▸ What to produce:
What follows is a set of records, each of which is to be written out exactly.

▸ Stored rows:
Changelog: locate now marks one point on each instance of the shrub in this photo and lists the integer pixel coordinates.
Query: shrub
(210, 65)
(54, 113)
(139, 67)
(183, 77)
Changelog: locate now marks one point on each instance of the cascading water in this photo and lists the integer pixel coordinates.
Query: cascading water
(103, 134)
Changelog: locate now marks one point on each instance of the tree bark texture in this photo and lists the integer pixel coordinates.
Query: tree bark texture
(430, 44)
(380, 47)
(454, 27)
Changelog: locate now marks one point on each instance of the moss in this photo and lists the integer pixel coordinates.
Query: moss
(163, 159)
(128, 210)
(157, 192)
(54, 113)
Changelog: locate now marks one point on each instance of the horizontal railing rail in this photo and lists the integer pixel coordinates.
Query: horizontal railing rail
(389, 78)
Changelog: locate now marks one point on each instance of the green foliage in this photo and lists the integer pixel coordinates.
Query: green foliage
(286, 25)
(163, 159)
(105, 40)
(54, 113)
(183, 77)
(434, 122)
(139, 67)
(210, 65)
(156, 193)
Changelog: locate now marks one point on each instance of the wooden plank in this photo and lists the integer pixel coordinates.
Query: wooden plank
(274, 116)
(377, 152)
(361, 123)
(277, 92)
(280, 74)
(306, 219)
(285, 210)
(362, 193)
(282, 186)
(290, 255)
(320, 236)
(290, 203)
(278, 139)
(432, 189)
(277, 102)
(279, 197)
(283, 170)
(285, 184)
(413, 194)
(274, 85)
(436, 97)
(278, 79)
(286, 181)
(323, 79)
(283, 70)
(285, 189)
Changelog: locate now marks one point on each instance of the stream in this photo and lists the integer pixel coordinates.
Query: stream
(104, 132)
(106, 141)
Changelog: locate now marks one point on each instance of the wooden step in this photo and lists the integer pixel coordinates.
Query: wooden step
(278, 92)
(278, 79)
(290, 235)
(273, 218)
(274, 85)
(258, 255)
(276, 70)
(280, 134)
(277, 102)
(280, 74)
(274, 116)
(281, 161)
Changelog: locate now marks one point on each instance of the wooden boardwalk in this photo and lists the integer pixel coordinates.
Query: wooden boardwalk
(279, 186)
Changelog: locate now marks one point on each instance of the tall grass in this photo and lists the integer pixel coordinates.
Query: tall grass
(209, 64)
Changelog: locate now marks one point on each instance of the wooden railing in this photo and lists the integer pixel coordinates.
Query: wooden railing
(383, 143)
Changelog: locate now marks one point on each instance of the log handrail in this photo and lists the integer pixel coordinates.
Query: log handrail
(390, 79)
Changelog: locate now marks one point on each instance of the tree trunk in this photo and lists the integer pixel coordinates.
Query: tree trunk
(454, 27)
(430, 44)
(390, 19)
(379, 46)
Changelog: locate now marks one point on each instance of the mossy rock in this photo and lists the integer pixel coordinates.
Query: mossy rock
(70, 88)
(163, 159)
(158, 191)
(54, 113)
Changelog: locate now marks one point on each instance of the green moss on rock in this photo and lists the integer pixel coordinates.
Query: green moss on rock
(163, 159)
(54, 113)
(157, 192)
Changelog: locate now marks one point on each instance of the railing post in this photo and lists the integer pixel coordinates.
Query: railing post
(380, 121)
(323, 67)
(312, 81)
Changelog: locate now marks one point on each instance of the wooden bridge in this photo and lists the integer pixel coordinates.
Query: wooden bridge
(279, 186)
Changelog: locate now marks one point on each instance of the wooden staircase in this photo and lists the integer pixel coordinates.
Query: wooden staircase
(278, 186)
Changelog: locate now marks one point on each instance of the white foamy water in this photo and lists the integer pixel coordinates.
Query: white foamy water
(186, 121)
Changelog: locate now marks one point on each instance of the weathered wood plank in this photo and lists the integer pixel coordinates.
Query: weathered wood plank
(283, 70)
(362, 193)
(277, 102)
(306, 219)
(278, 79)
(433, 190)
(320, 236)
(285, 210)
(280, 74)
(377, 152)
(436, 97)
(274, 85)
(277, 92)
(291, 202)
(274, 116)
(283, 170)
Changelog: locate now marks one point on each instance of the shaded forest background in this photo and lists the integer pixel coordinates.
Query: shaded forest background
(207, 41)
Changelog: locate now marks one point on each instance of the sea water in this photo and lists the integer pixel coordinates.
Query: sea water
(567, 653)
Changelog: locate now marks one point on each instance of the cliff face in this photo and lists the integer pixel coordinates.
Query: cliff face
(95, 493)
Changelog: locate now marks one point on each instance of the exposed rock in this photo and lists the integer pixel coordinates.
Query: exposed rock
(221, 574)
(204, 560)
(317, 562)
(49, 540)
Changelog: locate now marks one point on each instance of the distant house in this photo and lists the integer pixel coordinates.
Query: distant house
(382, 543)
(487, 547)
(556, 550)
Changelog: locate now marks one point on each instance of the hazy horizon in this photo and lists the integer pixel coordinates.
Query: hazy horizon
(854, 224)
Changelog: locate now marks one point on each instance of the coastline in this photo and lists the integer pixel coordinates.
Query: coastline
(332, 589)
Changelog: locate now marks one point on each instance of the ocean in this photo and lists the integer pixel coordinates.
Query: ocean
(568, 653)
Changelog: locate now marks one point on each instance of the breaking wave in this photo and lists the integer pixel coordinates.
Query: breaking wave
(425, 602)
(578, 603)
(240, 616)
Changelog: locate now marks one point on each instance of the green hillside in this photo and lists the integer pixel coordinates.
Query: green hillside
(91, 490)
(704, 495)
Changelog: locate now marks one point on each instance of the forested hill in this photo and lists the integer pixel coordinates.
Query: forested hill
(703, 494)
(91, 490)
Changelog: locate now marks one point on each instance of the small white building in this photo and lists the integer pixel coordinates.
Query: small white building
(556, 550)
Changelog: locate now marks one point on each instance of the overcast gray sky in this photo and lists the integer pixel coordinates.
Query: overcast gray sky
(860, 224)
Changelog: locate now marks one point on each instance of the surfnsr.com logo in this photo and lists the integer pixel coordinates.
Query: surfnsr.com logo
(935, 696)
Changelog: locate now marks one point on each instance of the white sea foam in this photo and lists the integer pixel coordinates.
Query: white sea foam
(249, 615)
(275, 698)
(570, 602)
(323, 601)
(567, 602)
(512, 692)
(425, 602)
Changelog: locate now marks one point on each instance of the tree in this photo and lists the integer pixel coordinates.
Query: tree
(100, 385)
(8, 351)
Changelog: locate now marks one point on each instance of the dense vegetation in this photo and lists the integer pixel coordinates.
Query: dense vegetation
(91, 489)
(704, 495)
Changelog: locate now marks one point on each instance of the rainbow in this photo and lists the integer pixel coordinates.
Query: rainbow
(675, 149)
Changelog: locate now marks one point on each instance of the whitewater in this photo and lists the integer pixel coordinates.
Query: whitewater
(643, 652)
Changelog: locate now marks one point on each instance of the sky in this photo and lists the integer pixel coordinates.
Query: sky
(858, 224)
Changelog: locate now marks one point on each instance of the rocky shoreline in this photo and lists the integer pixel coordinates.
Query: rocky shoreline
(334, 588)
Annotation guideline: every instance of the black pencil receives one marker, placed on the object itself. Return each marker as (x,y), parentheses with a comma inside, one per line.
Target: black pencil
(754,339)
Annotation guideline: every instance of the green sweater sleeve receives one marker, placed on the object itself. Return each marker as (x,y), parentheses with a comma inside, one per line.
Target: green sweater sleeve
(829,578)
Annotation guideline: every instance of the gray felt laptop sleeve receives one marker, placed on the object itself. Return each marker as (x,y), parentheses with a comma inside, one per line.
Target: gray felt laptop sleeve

▸ Final result:
Changelog: locate now marks one point on each instance of the shrub in this photo and lists the integer pixel coordinates.
Query: shrub
(210, 65)
(54, 113)
(139, 67)
(183, 77)
Changelog: locate now marks one point on each instance of the cascading water in this photo and lists the integer pixel coordinates.
Query: cascading water
(103, 134)
Changelog: locate now marks one point on each instance of the tree bark texture in this photo and lists the integer pixel coordinates.
Query: tree bark texture
(430, 44)
(380, 47)
(454, 27)
Changelog: locate now marks one point on each instance of the moss in this photo and lists the integer pixel coordinates.
Query: moss
(163, 159)
(128, 210)
(157, 192)
(54, 113)
Changelog: locate now marks one point on each instance of the horizontal railing rail in this photo and lists the integer pixel coordinates.
Query: horizontal railing rail
(389, 78)
Changelog: locate now marks one point on each instance of the green foliage in this photo and lists the integer pixel coordinates.
Query: green foliage
(286, 25)
(163, 159)
(105, 40)
(54, 113)
(183, 77)
(434, 122)
(139, 67)
(210, 65)
(156, 193)
Changelog: locate now marks one point on each instance of the wooden plank in this photo and lists the integer pixel coordinates.
Query: wooden plank
(274, 116)
(377, 152)
(361, 123)
(277, 92)
(280, 74)
(306, 219)
(285, 210)
(362, 193)
(282, 186)
(290, 255)
(320, 236)
(290, 203)
(278, 139)
(432, 189)
(277, 102)
(279, 197)
(283, 170)
(285, 184)
(413, 194)
(274, 85)
(436, 97)
(278, 79)
(286, 181)
(323, 79)
(283, 70)
(285, 189)
Changelog: locate now marks one point on each instance of the stream in this photo and lists the integer pixel coordinates.
Query: stream
(104, 132)
(106, 141)
Changelog: locate now marks one point on each instance of the wooden step in this photo and lists the integer pixel coordinates.
Query: wooden step
(278, 92)
(278, 79)
(290, 235)
(273, 218)
(274, 85)
(258, 255)
(276, 70)
(280, 134)
(277, 102)
(280, 74)
(274, 116)
(281, 161)
Changelog: locate now marks one point on each instance of the wooden boardwalk in this photo and lists the integer pixel coordinates.
Query: wooden boardwalk
(279, 186)
Changelog: locate now marks one point on each instance of the tall grass in this photo and lists the integer pixel coordinates.
Query: tall grass
(209, 64)
Changelog: locate now marks one point on each instance of the wooden railing in this photo and lists the integer pixel coordinates.
Query: wooden railing
(383, 143)
Changelog: locate now marks one point on each instance of the log handrail in this photo and lists the integer pixel coordinates.
Query: log handrail
(390, 79)
Changelog: locate now marks one point on each instance of the tree trunk in this photo and lists the integer pixel coordinates.
Query: tree trunk
(454, 27)
(430, 44)
(390, 19)
(379, 46)
Changelog: locate now marks one point on each instance of the mossy rock in this photo and lists the integer pixel coordinates.
Query: mossy rock
(70, 88)
(163, 159)
(158, 191)
(54, 113)
Changelog: locate now marks one point on each instance of the green moss on rock in this photo and lists the integer pixel coordinates.
Query: green moss on rock
(163, 159)
(54, 113)
(157, 192)
Changelog: locate now marks one point on each instance of the railing post in this photo and lists the integer pixel coordinates.
Query: railing post
(380, 121)
(323, 67)
(312, 81)
Changelog: locate now marks one point on each instance of the wooden bridge in this photo and lists the integer pixel coordinates.
Query: wooden bridge
(279, 186)
Changelog: locate now marks one point on each instance of the wooden staircase in this photo and lists the integer pixel coordinates.
Query: wooden staircase
(278, 186)
Changelog: locate now marks one point on each instance of the white foamy water in this photo and lists the integer pixel coordinates.
Query: white foamy water
(186, 121)
Changelog: locate now marks one point on each instance of the weathered wood plank in this photo and lists the integer pixel coordinates.
Query: weathered wood plank
(283, 70)
(362, 193)
(277, 102)
(306, 219)
(278, 79)
(433, 190)
(320, 236)
(285, 210)
(280, 74)
(377, 152)
(436, 97)
(274, 85)
(277, 92)
(291, 202)
(274, 116)
(283, 170)
Changelog: locate now marks one point on each instance of the shaded forest background in this photo and lists the integer pixel coordinates.
Query: shaded forest background
(207, 41)
Changelog: locate now marks one point on each instance of the sea water in this photo and lists the integer pixel coordinates.
Query: sea water
(567, 653)
Changelog: locate now marks one point on each instance of the cliff face in this photo and lists the integer pixel coordinates.
Query: cliff face
(95, 493)
Changelog: locate now marks one point on each instance of the exposed rock in this photo and lists the integer pixel coordinates.
Query: exposed rock
(221, 574)
(204, 560)
(317, 562)
(49, 540)
Changelog: locate now marks one point on each instance of the distant house in this photo and lists the integer pixel coordinates.
Query: distant house
(382, 543)
(487, 547)
(556, 550)
Changelog: locate now marks one point on each instance of the hazy horizon in this photo and lists the integer pixel coordinates.
Query: hazy horizon
(854, 224)
Changelog: locate now marks one point on each instance of the coastline in this photo and lists the integer pixel coordinates.
Query: coastline
(332, 589)
Changelog: locate now marks one point on each instance of the ocean in this photo and lists the integer pixel coordinates.
Query: ocean
(568, 653)
Changelog: locate now marks one point on each instance of the breaking wave in this photo and lists the integer pixel coordinates.
Query: breaking wave
(425, 602)
(578, 603)
(240, 616)
Changelog: locate now marks one point on each instance of the green hillside in this photo and lists the integer pixel coordinates.
Query: green hillside
(91, 490)
(704, 495)
Changelog: locate now marks one point on each instance of the forested hill in this photo and lists the integer pixel coordinates.
Query: forested hill
(703, 494)
(91, 490)
Changelog: locate now marks one point on each instance of the small white building in this photo and lists the integer pixel coordinates.
Query: small white building
(556, 550)
Changelog: locate now marks one point on each instance of the overcast gray sky in this photo and lists the integer pixel coordinates.
Query: overcast gray sky
(860, 224)
Changelog: locate now marks one point on each instance of the surfnsr.com logo in this photo and lists the integer pixel coordinates.
Query: surfnsr.com logo
(935, 696)
Changelog: locate now marks one point on each instance of the white sea foam in this photo and lists the integer pixel coordinates.
Query: white sea foam
(249, 615)
(275, 698)
(570, 602)
(323, 601)
(567, 602)
(512, 692)
(425, 602)
Changelog: locate now marks one point on each instance of the tree in this photo and lists the integer pixel coordinates.
Query: tree
(100, 385)
(8, 351)
Changelog: locate now marks one point on each instance of the dense vegetation in this photo and lists the integer pixel coordinates.
Query: dense vegetation
(91, 489)
(704, 495)
Changelog: locate now marks one point on each instance of the rainbow in this photo and lists the integer pixel coordinates.
Query: rainbow
(675, 149)
Changelog: locate now marks one point on each instance of the whitewater in this photo and lists the integer pixel coordinates.
Query: whitewater
(643, 652)
Changelog: locate now marks one point on each instance of the sky in this photo and lists the integer pixel coordinates.
Query: sky
(858, 224)
Changelog: locate now marks one point on each instance of the rocky shoreline in this photo and lists the integer pixel coordinates.
Query: rocky shoreline
(334, 588)
Annotation guideline: every instance of the black pencil receives one marker, placed on the object itself. Return each marker as (x,y), parentheses with a comma inside, one per line.
Target: black pencil
(754,339)
Annotation guideline: every instance of the green sweater sleeve receives one marker, placed on the object itself. Return each marker as (x,y), parentheses with a comma inside, one per line.
Target: green sweater sleeve
(829,578)
Annotation guideline: every instance of the gray felt laptop sleeve receives one marker, placed on the object itself. Return each marker as (x,y), parentheses with a comma inside, one per line.
Target: gray felt laptop sleeve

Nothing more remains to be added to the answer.